= GOAL =
Extract every line of the records that contains the word "kangaroo", and reproduce each such line in full.
**** EXTRACTED MATERIAL
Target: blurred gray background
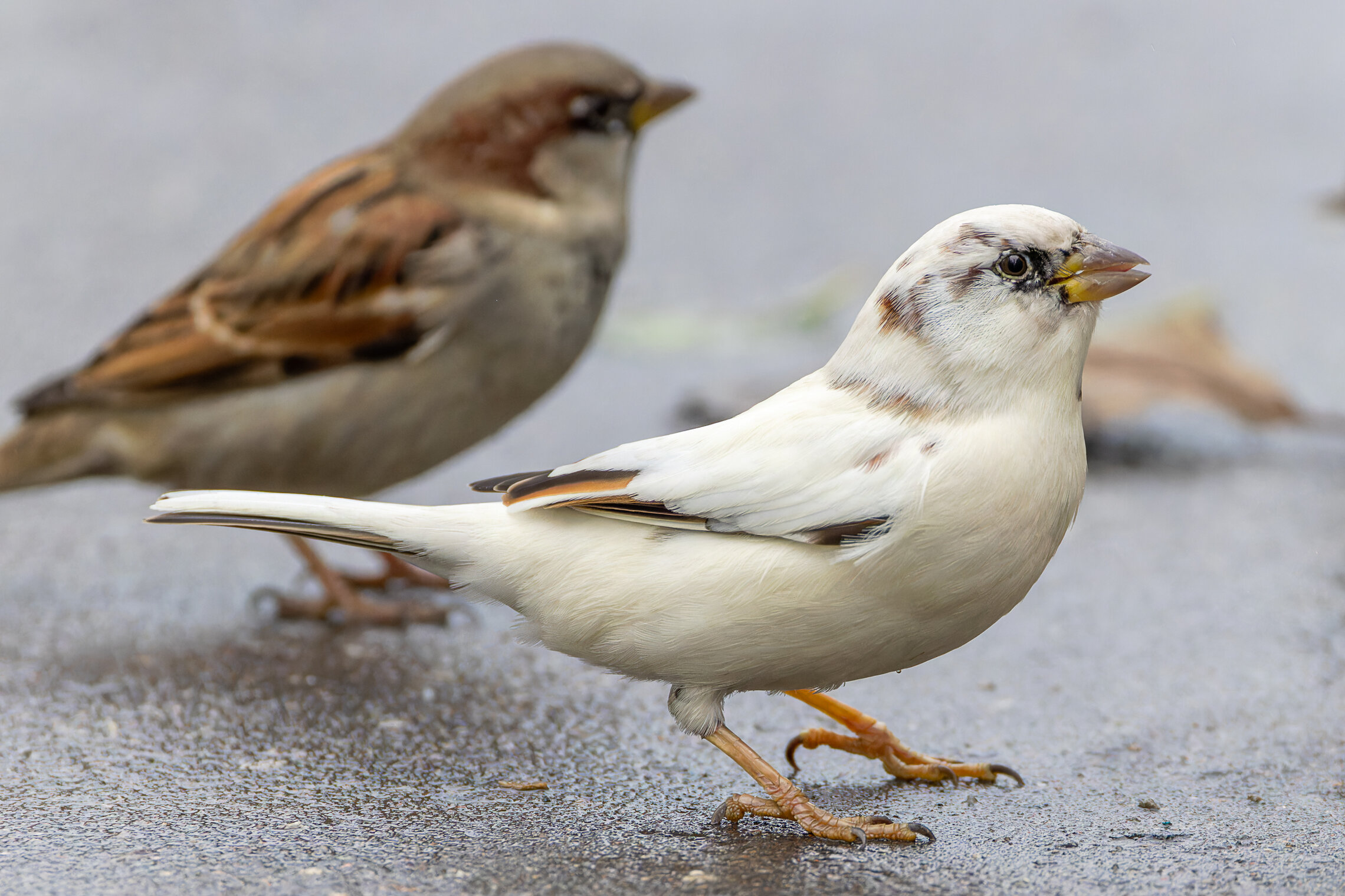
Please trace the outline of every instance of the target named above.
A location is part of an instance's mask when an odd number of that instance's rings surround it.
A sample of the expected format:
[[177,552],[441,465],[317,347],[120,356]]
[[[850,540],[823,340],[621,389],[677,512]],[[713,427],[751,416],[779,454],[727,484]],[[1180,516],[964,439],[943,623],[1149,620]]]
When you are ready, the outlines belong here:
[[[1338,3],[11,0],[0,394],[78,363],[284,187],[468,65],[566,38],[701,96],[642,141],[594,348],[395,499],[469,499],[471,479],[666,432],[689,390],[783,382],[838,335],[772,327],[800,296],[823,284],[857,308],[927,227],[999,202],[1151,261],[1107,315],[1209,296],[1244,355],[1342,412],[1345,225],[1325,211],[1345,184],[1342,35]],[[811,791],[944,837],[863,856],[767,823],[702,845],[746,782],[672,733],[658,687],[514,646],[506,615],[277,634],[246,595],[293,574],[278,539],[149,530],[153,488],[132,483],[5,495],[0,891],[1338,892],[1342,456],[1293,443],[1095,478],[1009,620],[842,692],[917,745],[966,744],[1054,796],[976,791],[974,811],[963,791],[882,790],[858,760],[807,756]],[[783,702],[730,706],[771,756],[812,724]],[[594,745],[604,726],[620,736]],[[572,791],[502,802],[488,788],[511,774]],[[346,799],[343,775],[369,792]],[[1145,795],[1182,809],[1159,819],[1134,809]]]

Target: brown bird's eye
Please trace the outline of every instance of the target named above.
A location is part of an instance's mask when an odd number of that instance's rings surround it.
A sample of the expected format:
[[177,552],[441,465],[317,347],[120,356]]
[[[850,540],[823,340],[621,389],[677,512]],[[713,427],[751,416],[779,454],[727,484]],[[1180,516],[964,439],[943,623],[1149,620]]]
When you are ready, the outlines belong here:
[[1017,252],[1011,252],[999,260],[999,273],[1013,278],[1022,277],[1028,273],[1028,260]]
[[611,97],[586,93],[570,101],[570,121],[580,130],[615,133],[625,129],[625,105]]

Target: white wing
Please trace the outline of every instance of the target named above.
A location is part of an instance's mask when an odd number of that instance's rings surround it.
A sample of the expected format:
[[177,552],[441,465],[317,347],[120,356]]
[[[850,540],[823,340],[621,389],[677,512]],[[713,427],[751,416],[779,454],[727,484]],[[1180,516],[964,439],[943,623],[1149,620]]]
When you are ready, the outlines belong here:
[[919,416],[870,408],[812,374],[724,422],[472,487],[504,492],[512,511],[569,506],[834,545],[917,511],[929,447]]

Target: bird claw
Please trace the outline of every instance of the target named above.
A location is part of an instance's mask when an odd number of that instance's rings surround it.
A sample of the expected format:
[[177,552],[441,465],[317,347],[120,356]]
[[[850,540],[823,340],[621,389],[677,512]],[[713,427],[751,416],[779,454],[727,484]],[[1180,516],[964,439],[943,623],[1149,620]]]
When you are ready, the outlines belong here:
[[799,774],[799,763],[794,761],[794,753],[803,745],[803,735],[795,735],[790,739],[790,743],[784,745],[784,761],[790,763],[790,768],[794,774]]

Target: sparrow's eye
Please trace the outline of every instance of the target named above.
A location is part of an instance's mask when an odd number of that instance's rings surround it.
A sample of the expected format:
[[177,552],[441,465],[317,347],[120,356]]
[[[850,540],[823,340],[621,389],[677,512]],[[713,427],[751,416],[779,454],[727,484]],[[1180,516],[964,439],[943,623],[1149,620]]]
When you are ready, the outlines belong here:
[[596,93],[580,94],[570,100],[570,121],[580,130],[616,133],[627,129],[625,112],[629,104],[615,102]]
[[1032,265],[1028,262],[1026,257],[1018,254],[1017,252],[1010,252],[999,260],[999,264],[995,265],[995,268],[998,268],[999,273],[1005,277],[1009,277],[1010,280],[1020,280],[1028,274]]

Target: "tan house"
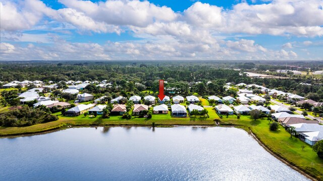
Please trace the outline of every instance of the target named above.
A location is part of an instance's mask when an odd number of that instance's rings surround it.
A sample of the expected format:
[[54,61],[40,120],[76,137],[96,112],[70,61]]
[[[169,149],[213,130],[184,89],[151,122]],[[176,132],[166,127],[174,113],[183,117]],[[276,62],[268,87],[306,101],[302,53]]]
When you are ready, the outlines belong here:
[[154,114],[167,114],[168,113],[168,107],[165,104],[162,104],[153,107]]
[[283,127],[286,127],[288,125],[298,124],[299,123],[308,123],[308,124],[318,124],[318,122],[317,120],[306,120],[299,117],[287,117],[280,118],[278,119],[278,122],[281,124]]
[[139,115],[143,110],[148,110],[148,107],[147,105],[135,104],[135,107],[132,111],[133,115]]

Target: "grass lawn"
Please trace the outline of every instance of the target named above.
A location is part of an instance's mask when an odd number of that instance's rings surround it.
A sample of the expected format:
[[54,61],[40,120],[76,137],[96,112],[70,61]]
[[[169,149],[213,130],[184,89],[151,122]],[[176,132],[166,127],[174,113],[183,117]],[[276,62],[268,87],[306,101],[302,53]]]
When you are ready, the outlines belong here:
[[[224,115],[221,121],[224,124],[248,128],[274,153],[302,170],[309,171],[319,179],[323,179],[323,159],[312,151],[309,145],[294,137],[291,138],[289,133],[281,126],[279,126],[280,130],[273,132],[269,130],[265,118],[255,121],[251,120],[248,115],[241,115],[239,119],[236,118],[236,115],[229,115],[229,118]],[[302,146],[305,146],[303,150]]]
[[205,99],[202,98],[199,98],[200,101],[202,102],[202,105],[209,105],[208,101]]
********
**** EXTRACTED MATERIAL
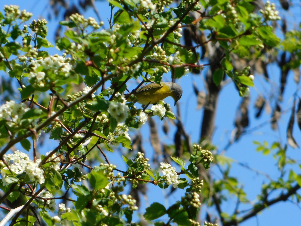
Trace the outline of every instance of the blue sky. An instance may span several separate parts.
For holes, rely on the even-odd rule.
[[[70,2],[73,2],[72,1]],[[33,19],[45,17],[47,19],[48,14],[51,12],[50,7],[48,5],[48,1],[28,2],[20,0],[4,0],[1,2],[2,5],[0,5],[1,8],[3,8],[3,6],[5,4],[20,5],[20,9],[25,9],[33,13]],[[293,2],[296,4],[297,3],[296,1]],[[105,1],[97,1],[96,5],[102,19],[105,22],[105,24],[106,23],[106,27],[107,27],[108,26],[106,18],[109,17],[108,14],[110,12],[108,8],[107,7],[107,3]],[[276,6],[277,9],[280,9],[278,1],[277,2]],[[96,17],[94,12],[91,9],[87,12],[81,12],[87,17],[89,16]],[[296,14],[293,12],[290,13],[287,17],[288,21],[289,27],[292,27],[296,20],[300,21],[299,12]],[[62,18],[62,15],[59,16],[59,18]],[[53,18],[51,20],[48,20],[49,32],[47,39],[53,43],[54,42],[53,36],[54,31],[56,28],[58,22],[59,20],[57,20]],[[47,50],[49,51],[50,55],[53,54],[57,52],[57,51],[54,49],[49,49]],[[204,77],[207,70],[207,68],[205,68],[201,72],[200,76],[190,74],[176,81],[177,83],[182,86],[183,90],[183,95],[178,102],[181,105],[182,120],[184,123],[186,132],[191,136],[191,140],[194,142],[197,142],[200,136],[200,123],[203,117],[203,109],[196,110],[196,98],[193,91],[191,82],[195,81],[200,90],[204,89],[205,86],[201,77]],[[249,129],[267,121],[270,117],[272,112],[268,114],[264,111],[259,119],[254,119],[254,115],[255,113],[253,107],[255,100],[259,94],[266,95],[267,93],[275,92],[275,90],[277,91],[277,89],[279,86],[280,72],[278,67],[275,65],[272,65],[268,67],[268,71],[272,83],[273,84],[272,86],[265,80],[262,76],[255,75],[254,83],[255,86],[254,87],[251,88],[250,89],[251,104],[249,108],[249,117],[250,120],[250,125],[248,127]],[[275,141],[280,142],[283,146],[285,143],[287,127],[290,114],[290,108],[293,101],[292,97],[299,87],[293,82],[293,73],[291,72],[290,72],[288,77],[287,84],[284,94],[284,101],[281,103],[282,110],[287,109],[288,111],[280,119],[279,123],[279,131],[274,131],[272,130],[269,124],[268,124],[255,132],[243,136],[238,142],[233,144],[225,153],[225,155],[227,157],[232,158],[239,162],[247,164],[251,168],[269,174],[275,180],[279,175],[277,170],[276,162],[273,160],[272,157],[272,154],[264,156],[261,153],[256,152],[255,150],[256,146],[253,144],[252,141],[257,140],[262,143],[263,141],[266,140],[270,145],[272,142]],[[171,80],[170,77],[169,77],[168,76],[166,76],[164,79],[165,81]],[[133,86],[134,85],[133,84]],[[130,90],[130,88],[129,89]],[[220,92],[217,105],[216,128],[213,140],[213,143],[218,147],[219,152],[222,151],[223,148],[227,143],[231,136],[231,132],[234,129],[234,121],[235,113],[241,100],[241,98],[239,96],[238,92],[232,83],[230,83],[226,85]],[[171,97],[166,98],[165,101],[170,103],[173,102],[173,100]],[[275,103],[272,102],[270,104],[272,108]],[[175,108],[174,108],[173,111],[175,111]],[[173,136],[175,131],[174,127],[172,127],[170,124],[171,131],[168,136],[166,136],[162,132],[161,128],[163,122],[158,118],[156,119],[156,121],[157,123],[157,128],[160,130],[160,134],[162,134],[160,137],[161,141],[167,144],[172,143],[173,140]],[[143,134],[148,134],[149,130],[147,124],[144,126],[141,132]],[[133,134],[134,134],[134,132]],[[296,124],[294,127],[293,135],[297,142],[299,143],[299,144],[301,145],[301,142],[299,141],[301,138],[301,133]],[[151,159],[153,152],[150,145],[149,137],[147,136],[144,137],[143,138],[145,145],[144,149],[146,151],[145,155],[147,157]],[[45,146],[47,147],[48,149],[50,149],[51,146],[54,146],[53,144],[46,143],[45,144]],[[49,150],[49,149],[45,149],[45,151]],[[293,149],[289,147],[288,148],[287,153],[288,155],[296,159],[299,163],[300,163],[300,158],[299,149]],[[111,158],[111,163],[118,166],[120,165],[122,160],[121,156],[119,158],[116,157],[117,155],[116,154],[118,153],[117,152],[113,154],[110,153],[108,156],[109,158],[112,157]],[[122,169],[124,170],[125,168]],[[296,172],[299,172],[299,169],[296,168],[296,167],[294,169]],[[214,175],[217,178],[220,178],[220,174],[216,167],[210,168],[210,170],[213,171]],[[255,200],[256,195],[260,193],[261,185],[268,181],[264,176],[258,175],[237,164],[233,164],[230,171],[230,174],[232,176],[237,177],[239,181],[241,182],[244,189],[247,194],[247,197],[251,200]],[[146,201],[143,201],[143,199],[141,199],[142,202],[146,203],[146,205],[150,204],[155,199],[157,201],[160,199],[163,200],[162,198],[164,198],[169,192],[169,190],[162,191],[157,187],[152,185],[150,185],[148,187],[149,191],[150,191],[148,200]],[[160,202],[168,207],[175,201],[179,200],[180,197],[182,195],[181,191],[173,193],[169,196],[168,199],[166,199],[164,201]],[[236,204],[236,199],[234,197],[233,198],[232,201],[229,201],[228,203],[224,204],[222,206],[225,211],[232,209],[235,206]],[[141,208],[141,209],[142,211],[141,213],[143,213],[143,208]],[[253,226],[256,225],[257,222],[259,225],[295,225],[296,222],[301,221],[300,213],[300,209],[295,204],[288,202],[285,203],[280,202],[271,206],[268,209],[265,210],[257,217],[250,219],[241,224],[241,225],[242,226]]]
********
**** EXTRACTED MATERIAL
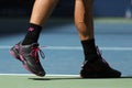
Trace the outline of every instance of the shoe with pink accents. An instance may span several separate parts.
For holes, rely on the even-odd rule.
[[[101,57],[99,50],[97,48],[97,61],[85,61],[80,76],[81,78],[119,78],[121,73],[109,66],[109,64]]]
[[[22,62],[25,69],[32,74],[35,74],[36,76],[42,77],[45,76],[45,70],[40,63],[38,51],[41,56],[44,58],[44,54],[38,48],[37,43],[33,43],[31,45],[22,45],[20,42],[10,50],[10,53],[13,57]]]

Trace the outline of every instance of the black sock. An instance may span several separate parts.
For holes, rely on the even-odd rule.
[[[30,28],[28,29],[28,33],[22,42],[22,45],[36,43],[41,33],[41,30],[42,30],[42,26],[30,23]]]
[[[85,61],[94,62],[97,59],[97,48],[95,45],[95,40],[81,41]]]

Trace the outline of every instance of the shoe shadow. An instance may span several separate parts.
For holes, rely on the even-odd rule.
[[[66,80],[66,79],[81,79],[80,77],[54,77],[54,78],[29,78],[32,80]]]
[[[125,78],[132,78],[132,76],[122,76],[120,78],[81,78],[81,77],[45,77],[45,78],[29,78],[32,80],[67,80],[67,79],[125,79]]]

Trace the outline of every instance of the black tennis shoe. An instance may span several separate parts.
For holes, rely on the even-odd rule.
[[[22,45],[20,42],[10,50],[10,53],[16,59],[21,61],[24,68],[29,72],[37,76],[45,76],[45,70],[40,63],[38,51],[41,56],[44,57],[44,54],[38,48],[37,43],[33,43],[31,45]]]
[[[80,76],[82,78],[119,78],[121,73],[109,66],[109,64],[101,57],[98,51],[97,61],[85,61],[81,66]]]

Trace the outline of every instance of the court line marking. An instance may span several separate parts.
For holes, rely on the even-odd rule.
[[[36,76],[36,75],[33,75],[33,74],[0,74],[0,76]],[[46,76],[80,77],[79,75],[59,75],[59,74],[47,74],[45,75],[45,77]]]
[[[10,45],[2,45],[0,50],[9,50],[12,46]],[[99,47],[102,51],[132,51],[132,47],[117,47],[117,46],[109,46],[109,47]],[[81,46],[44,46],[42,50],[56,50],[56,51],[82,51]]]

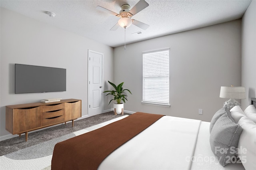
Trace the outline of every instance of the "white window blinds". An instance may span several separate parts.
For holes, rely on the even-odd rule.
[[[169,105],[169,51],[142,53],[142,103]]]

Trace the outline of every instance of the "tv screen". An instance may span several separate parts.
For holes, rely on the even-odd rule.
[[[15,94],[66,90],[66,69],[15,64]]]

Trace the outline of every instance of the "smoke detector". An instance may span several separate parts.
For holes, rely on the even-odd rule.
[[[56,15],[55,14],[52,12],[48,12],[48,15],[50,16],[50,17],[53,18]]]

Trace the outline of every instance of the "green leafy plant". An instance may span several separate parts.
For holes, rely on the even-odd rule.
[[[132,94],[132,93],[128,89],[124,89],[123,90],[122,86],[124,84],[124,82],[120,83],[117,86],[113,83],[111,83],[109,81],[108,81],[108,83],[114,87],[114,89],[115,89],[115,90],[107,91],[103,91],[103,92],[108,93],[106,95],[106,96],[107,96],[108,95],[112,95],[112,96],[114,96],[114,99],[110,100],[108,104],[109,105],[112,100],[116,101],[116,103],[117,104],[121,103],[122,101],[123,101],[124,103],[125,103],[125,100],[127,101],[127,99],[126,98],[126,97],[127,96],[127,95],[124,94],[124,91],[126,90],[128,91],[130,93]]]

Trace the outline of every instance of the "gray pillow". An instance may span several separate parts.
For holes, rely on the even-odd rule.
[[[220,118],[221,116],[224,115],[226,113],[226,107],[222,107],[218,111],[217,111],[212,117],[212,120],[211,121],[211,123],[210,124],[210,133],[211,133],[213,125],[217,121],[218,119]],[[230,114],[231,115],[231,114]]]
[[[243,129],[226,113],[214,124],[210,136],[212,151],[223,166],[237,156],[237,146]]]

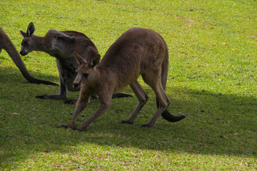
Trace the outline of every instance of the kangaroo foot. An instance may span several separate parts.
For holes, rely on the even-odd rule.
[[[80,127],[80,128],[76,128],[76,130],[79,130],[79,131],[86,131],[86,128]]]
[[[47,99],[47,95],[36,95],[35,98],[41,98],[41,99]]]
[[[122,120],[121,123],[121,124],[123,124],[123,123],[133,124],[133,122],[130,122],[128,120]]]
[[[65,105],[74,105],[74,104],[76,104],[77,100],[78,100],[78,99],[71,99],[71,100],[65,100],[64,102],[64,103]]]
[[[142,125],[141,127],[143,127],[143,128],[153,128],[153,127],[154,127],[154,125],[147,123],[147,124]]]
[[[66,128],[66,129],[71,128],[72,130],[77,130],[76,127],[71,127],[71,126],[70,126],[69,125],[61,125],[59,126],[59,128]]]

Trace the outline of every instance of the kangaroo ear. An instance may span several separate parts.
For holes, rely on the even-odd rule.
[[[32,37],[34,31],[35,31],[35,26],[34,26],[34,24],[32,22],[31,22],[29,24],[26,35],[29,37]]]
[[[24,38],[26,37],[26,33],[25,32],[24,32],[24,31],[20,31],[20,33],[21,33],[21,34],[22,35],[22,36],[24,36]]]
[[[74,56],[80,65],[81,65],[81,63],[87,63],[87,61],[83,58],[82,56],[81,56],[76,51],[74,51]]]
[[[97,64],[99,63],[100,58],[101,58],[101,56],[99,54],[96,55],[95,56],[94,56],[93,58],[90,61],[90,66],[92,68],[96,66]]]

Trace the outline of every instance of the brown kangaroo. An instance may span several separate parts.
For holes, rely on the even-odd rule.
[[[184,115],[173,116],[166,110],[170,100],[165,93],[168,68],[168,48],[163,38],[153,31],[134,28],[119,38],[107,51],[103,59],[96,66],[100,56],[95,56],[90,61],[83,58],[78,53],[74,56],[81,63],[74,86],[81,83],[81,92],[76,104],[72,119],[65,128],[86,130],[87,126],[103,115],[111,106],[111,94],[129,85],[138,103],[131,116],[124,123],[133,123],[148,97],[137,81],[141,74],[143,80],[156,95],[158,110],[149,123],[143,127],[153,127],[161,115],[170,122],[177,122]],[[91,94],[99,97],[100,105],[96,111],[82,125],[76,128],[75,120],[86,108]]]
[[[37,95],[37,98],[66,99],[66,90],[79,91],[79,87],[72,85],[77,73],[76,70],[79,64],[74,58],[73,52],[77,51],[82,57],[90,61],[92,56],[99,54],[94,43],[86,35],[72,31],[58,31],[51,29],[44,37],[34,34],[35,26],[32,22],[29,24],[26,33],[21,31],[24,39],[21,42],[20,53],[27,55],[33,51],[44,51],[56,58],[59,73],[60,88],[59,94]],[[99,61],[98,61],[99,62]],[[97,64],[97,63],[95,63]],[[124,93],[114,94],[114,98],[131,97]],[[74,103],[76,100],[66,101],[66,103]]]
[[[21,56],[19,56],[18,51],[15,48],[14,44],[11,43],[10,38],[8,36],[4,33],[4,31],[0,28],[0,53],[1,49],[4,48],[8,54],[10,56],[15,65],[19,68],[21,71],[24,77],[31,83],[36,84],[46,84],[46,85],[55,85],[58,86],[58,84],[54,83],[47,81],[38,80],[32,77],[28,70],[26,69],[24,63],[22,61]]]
********
= WRITTEN ANSWER =
Trace the outline of every instance of the kangaroo foot. An instance may span several separate parts.
Trace the outline of every instance of the kangaroo ear. An instance may span several separate parts.
Trace the outline of every instance of the brown kangaroo. An instance may span several separate parts.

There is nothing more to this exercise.